## Extrait choisi
Agribalyse 3.0, un nouveau regard (tronqué) sur nos assiettes (Article d’analyse)

L’outil de mesure de l’impact environnemental des produits agricoles et alimentaires, Agribalyse, a présenté sa version 3.0 lors d’un colloque « Alimentation et Environnement » organisé par l’Inrae et l’Ademe, le 29 septembre 2020. Les échanges lors de ce colloque montrent que l’outil présente de nombreuses limites liées à une prise en compte partielle des critères impactant l’environnement.

Après 10 années d’existence, la base de données Agribalyse fait peau neuve avec l’intégration de 2 500 produits alimentaires « prêts à être consommés » (à la fois des produits bruts et des produits transformés) en plus des 200 produits agricoles « à la sortie du champ » qu’elle contenait déjà. Pour faciliter les liens entre santé, nutrition et environnement, il s’agit des mêmes produits que ceux présents dans la base de données nutritionnelle française de référence (CIQUAL)

Un outil fondé sur l’analyse du cycle de vie (ACV)

Agribalyse mesure les impacts environnementaux des produits agricoles et alimentaires à partir de l’analyse de leur cycle de vie (ACV). L’ACV recense les impacts environnementaux tout au long de la vie du produit, en se basant sur 14 indicateurs dont l’impact sur le changement climatique, exprimé en kilogramme équivalent de CO2 (kg eq CO2). Développée initialement pour les productions industrielles, cette méthode d’évaluation présente plusieurs biais, particulièrement préjudiciables quand on s’intéresse aux produits alimentaires.

La mesure au kg favorise l’agriculture intensive

Premier biais de l’ACV : l’impact sur l’environnement est ramené au kilo de produit. Une unité de mesure conventionnelle et comparative simple, mais qui ne reflète pas la complexité des produits alimentaires et favorise les plus hauts rendements, ce qui peut amener à des comparaisons hasardeuses.

Le premier inconvénient de cette approche est qu’elle favorise mécaniquement les systèmes de production intensifs. Une étude réalisée aux USA (Pelletier, 2010) montre qu’un élevage en pâturage produit 30 % de plus d’équivalents CO2 qu’un élevage en « feedlots » et aura un moindre rendement en kg de viande produite pour une même surface utilisée.

[Entrées de données extraites]
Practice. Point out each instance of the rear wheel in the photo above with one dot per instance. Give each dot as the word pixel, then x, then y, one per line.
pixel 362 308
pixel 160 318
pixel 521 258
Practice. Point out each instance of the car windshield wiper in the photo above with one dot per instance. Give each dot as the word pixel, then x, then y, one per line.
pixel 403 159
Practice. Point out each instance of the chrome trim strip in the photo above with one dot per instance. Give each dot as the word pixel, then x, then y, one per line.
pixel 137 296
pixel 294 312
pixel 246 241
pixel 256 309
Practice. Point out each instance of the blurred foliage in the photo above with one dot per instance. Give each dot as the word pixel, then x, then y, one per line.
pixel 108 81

* * *

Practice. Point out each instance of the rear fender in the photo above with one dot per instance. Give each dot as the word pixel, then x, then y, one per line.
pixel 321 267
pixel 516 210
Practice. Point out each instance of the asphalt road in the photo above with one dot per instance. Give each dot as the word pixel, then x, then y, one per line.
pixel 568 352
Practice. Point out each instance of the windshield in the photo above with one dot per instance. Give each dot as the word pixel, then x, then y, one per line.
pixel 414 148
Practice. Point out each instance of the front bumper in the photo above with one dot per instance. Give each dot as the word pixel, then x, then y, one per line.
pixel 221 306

## Tâche écrite 1
Selon l'article sur Agribalyse, sur combien d'indicateurs l'analyse du cycle de vie se fonde-t-elle ?
## Tâche écrite 2
Rédigez la suite de l'article sur Agribalyse, en partant de sa dernière phrase.

## Réponse écrite 1
Elle se fonde sur 14 indicateurs, dont l'impact sur le changement climatique.

## Réponse écrite 2
Deuxième inconvénient : tous les kg de produits alimentaires ne se valent pas ! Or, avec Agribalyse, un kg de chips de pomme de terre obtient un score 10 fois moins impactant que celui d’un kg de bœuf bourguignon (0,29 vs 2,77). En revanche, si l’on prend une autre unité de mesure rendant compte de la qualité nutritionnelle du produit – par exemple le kg de protéines -, le score est complètement différent : l’impact climatique est alors divisé par 4 pour le bœuf, alors qu’il augmente d’environ 20 % pour la pomme de terre (source INRAE/ Agralid). Cette illustration montre que l’unité de référence actuelle ne prend pas en compte l’ensemble des contributions de chaque aliment à l’alimentation, comme les aspects nutritionnels, mais il en va de même pour ceux liés à l’accessibilité. Or, on sait bien que tous ces aspects (environnement, santé, économie…) sont indissociables ; c’est pourquoi ils ont été inclus à la définition de la FAO des régimes alimentaires durables.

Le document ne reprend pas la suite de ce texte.